Source text:
(begin)
Index | Thread | Search

From:
Christian Ludwig <cludwig@genua.de>
Subject:
dt: Distinguish rules from each other
To:
<tech@openbsd.org>
Date:
Sun, 15 Sep 2024 21:53:34 +0200

Download raw body.

Thread
Hi,

There can be multiple rules with the same probe in a btrace script, e.g.

 interval:hz:3 { print("3"); }
 interval:hz:1 { print("1"); }

When allocating a new probe in the kernel, we loose the mapping between
the event read from dt(4) and the corresponding userland probe in a
btrace script. The result is that btrace executes all actions for the
same kernel probe, no matter which one actually fired.

Allow userland to stamp a (different) label for each probe. That label
does not get touched by the kernel. It is only carried through into the
event ring. After reading the event, userland can map the originating
probe back from the event. Keeping the labels unique, to be able to
distinguish events, is the duty of the userland process.

btrace stamps the rule into the PCB request. Now it directly gets back
the matching rule from each event.


So long,


 - Christian

---
 regress/usr.sbin/btrace/Makefile    |  3 ++-
 regress/usr.sbin/btrace/interval.bt | 10 ++++++++++
 regress/usr.sbin/btrace/interval.ok |  4 ++++
 sys/dev/dt/dt_dev.c                 |  1 +
 sys/dev/dt/dt_prov_kprobe.c         |  1 +
 sys/dev/dt/dt_prov_profile.c        |  1 +
 sys/dev/dt/dt_prov_static.c         |  1 +
 sys/dev/dt/dt_prov_syscall.c        |  1 +
 sys/dev/dt/dtvar.h                  |  3 +++
 usr.sbin/btrace/Makefile            |  2 ++
 usr.sbin/btrace/btrace.c            | 23 ++++++++++++++---------
 usr.sbin/btrace/printf.c            |  1 +
 12 files changed, 41 insertions(+), 10 deletions(-)
(end)
Jobs:
**A)** Copy the stretch of the dt patch email from "When allocating a" through "the userland process.".
**B)** According to the dt patch email, who is responsible for keeping the probe labels unique?
**C)** Continue the dt patch email from the point where it stops.

[Object detection data]
(begin)
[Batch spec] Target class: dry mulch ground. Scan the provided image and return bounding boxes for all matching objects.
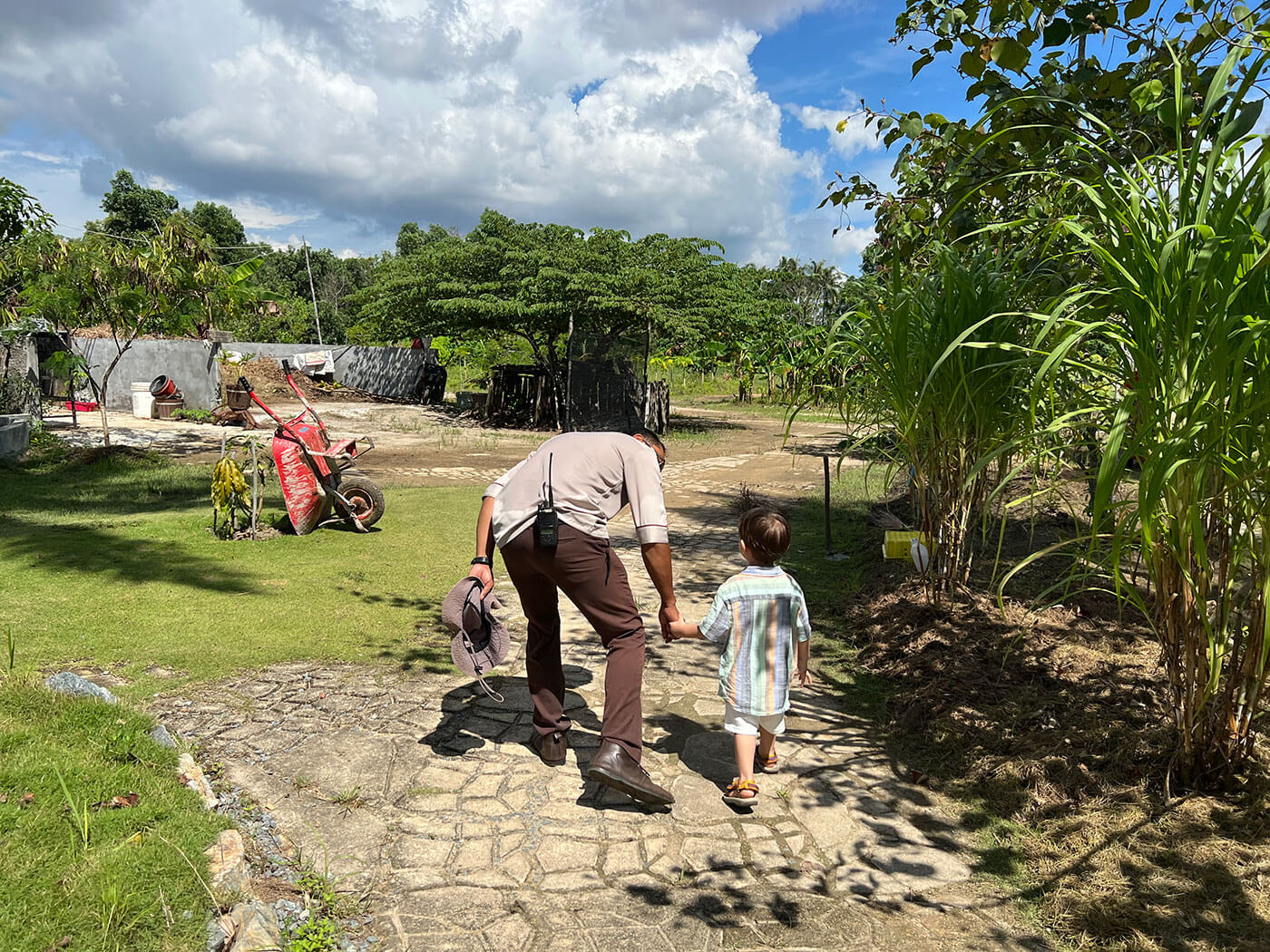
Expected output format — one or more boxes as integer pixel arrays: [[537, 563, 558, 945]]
[[221, 356, 318, 403], [845, 500, 1270, 952]]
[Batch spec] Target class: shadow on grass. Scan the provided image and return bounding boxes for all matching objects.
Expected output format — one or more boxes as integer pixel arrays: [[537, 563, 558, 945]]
[[0, 517, 261, 596], [791, 487, 1270, 952], [0, 447, 259, 594], [337, 585, 454, 674]]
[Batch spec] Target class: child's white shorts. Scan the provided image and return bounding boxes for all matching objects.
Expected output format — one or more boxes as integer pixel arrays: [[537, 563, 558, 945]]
[[723, 701, 785, 737]]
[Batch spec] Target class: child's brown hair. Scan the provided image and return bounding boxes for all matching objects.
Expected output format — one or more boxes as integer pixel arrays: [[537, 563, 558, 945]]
[[739, 507, 790, 566]]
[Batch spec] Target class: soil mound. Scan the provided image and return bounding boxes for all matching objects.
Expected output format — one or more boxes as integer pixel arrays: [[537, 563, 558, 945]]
[[221, 356, 318, 403]]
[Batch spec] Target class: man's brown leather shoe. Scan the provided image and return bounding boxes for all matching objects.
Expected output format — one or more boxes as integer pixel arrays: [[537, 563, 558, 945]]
[[530, 731, 569, 767], [587, 740, 674, 806]]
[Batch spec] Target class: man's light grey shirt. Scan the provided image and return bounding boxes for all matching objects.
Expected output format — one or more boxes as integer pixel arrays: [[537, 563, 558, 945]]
[[485, 432, 669, 547]]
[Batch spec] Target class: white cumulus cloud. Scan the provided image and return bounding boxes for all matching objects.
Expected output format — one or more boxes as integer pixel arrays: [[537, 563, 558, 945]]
[[0, 0, 876, 261]]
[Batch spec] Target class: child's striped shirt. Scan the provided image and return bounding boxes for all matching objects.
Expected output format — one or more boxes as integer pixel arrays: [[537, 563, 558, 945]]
[[699, 565, 812, 717]]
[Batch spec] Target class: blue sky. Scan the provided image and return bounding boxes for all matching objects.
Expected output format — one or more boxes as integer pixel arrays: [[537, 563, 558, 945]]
[[0, 0, 972, 270]]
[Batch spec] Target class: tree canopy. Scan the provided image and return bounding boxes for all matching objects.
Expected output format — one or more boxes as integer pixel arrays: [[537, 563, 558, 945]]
[[825, 0, 1266, 265]]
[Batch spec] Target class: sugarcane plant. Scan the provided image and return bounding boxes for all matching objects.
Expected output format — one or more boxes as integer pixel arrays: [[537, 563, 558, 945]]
[[803, 248, 1036, 602], [212, 435, 273, 539], [1016, 50, 1270, 787]]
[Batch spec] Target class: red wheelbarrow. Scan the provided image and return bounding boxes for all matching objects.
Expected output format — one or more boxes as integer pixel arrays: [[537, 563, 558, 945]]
[[239, 361, 384, 536]]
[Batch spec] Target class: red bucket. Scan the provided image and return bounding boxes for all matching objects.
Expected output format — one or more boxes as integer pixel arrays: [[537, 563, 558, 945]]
[[150, 377, 177, 400]]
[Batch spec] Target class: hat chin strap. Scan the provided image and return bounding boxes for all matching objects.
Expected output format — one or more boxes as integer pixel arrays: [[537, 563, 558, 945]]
[[461, 631, 503, 704]]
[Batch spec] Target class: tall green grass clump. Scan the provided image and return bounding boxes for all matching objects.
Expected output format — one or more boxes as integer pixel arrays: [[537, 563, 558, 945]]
[[1026, 51, 1270, 787], [820, 248, 1035, 600]]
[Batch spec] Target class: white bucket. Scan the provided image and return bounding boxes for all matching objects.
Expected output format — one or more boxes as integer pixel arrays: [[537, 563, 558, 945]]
[[132, 384, 155, 420]]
(end)
Answers by task:
**A)**
When allocating a new probe in the kernel, we loose the mapping between
the event read from dt(4) and the corresponding userland probe in a
btrace script. The result is that btrace executes all actions for the
same kernel probe, no matter which one actually fired.

Allow userland to stamp a (different) label for each probe. That label
does not get touched by the kernel. It is only carried through into the
event ring. After reading the event, userland can map the originating
probe back from the event. Keeping the labels unique, to be able to
distinguish events, is the duty of the userland process.

**B)** The userland process.

**C)**
 create mode 100644 regress/usr.sbin/btrace/interval.bt
 create mode 100644 regress/usr.sbin/btrace/interval.ok

diff --git a/regress/usr.sbin/btrace/Makefile b/regress/usr.sbin/btrace/Makefile
index 10fc07fd0913..6c075c51f701 100644
--- a/regress/usr.sbin/btrace/Makefile
+++ b/regress/usr.sbin/btrace/Makefile
@@ -14,7 +14,8 @@ BT_LANG_SCRIPTS=	arithm beginend beginend-argn boolean comments \
 BT_ARG_LANG_SCRIPTS=	staticv str
 
 # scripts that use kernel probes
-BT_KERN_SCRIPTS=	argn empty-stmts filters mapoverwrite multiprobe
+BT_KERN_SCRIPTS=	argn empty-stmts filters interval mapoverwrite \
+			multiprobe
 
 REGRESS_EXPECTED_FAILURES=	run-maxoperand
 
diff --git a/regress/usr.sbin/btrace/interval.bt b/regress/usr.sbin/btrace/interval.bt
new file mode 100644
index 000000000000..6dbaeab9af30
--- /dev/null
+++ b/regress/usr.sbin/btrace/interval.bt
@@ -0,0 +1,10 @@
+interval:hz:1
+{
+	print("1");
+	exit();
+}
+
+interval:hz:3
+{
+	print("3");
+}
diff --git a/regress/usr.sbin/btrace/interval.ok b/regress/usr.sbin/btrace/interval.ok
new file mode 100644
index 000000000000..601478fef2fc
--- /dev/null
+++ b/regress/usr.sbin/btrace/interval.ok
@@ -0,0 +1,4 @@
+3
+3
+3
+1
diff --git a/sys/dev/dt/dt_dev.c b/sys/dev/dt/dt_dev.c
index 05ce734abf44..fefad7047e1c 100644
--- a/sys/dev/dt/dt_dev.c
+++ b/sys/dev/dt/dt_dev.c
@@ -702,6 +702,7 @@ dt_pcb_ring_get(struct dt_pcb *dp, int profiling)
 	dtev->dtev_cpu = cpu_number();
 	dtev->dtev_pid = p->p_p->ps_pid;
 	dtev->dtev_tid = p->p_tid + THREAD_PID_OFFSET;
+	dtev->dtev_lbl = dp->dp_lbl;
 	nanotime(&dtev->dtev_tsp);
 
 	if (ISSET(dp->dp_evtflags, DTEVT_EXECNAME))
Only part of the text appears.